● PASSAGE PROVIDED:
Richard Owen: por que não se ouve falar de um dos maiores cientistas?

terça-feira, dezembro 14, 2010

Richard Owen: the greatest scientist you've never heard of

He founded the Natural History Museum, named the dinosaurs and taught Queen Victoria’s children – so why has no one heard of Richard Owen, asks Karolyn Shindler.

Richard Owen, the first Superintendent of the Natural History Museum. Darwin's supporters insinuated that Owen was anti-evolutionist. 

By Karolyn Shindler 9:42AM GMT 07 Dec 2010

In 1861, William Gladstone, the then Chancellor of the Exchequer, stood up in the House of Commons and paid tribute to a man he called a “splendid genius”, and the world’s greatest living naturalist. Yet today, Professor Richard Owen may be remembered as the first superintendent of the Natural History Museum in South Kensington, but for little else.

● DATASET RECORDS:
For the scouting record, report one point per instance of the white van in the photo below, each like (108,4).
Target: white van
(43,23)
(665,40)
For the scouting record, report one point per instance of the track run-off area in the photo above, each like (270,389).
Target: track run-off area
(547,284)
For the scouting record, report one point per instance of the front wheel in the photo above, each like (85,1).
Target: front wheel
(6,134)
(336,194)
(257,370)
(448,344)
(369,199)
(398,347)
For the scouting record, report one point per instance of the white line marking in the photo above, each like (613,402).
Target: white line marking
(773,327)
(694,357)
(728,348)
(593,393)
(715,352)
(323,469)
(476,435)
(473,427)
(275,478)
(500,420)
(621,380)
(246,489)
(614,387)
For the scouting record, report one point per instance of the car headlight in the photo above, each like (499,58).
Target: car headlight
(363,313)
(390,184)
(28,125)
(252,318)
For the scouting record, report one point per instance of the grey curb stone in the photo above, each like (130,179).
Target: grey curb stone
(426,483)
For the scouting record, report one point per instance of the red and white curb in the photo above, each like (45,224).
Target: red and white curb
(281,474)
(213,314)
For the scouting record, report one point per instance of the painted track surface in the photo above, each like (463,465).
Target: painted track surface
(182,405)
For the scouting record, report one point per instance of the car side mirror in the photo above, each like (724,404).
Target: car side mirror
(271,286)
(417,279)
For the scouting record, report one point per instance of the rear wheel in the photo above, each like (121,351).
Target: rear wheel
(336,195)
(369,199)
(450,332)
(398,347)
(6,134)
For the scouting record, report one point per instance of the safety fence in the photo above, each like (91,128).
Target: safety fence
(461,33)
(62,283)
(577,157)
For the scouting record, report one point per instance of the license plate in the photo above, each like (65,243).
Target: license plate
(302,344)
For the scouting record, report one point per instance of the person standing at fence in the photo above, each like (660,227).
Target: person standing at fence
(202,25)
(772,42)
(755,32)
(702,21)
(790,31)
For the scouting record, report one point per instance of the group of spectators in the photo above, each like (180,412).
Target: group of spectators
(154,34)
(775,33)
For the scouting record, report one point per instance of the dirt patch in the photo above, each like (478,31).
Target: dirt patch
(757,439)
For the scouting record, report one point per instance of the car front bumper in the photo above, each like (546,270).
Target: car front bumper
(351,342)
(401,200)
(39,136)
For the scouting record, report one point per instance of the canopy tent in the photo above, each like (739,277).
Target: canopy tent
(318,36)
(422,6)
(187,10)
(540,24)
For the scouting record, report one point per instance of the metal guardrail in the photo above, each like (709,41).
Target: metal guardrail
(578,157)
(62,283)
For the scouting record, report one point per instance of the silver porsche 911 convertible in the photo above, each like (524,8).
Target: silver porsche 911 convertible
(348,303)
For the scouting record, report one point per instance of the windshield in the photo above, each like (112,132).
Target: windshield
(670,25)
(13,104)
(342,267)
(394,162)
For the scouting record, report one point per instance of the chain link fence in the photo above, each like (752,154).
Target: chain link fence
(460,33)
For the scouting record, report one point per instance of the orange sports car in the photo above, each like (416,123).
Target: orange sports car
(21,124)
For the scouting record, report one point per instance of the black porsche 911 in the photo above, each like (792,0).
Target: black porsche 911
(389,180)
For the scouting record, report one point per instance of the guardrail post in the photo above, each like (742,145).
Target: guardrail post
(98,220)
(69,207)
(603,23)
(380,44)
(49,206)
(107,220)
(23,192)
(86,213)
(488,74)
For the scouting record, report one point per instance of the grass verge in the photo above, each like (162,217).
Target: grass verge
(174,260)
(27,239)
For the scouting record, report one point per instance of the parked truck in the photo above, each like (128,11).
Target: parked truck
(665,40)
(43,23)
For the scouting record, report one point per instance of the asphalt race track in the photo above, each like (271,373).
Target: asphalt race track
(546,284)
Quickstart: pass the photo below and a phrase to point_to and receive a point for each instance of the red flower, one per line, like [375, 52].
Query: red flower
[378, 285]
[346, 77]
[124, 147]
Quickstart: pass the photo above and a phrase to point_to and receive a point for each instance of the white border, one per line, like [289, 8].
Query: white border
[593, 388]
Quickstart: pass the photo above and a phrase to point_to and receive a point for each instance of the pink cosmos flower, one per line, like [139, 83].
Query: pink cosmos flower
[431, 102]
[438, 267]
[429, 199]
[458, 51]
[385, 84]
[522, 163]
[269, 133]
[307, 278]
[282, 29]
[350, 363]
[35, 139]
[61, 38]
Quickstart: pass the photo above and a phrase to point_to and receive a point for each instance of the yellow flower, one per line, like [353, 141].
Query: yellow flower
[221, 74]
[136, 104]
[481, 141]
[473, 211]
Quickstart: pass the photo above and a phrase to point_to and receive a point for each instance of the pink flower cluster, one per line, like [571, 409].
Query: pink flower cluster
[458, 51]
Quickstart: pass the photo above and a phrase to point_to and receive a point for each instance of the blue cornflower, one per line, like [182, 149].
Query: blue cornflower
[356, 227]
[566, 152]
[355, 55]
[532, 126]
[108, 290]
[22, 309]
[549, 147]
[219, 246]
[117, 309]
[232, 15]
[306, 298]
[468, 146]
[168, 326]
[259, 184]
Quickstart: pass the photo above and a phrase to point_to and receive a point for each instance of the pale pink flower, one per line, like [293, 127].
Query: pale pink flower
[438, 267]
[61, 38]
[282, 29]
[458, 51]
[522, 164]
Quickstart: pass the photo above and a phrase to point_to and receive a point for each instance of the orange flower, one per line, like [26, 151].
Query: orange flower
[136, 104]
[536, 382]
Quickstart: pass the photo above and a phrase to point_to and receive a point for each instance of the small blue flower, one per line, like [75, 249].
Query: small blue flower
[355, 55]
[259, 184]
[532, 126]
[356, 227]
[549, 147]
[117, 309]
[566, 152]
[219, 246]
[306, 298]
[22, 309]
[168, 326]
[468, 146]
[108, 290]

● WHAT YOU SHOULD DO: Rewrite the Richard Owen article from the words "Richard Owen: the" through "asks Karolyn Shindler.", putting "finest" in place of "greatest".

● RESPONSE AREA:
Richard Owen: the finest scientist you've never heard of

He founded the Natural History Museum, named the dinosaurs and taught Queen Victoria’s children – so why has no one heard of Richard Owen, asks Karolyn Shindler.